§ **Required work**: Word for word, please restate the line containing "bulb with one point per instance." and all the lines that follow it to the end of the data.

§ **Records for this task**:
[Start of section]

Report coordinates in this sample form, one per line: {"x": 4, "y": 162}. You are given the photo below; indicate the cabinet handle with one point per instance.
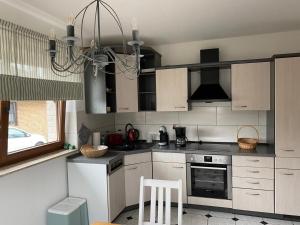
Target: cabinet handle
{"x": 288, "y": 174}
{"x": 123, "y": 108}
{"x": 132, "y": 168}
{"x": 253, "y": 194}
{"x": 253, "y": 160}
{"x": 253, "y": 171}
{"x": 178, "y": 167}
{"x": 249, "y": 182}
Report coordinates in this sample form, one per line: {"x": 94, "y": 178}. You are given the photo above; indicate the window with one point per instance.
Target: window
{"x": 29, "y": 129}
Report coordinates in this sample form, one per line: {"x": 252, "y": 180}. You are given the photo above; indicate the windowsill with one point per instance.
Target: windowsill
{"x": 32, "y": 162}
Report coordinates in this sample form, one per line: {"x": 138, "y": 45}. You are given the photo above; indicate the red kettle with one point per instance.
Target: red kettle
{"x": 132, "y": 134}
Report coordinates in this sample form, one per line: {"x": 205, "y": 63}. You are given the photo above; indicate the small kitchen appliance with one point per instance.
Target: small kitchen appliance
{"x": 163, "y": 136}
{"x": 181, "y": 138}
{"x": 132, "y": 134}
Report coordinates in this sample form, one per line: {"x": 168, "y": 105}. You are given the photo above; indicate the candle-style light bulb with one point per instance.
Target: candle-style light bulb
{"x": 52, "y": 35}
{"x": 71, "y": 20}
{"x": 134, "y": 24}
{"x": 135, "y": 30}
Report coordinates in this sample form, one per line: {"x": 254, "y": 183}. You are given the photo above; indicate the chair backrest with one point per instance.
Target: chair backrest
{"x": 161, "y": 185}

[End of section]

§ **Result**:
Report coordinates in this sample form, one per line: {"x": 168, "y": 105}. You are given the photo above; indicate the candle-style light bulb with one point per instance.
Target: candle-style light bulb
{"x": 52, "y": 35}
{"x": 71, "y": 20}
{"x": 134, "y": 24}
{"x": 135, "y": 30}
Report coordinates in this sample form, one per line: {"x": 254, "y": 183}. You are given the photo above; indicate the chair backrest with one point per instance.
Target: chair backrest
{"x": 161, "y": 185}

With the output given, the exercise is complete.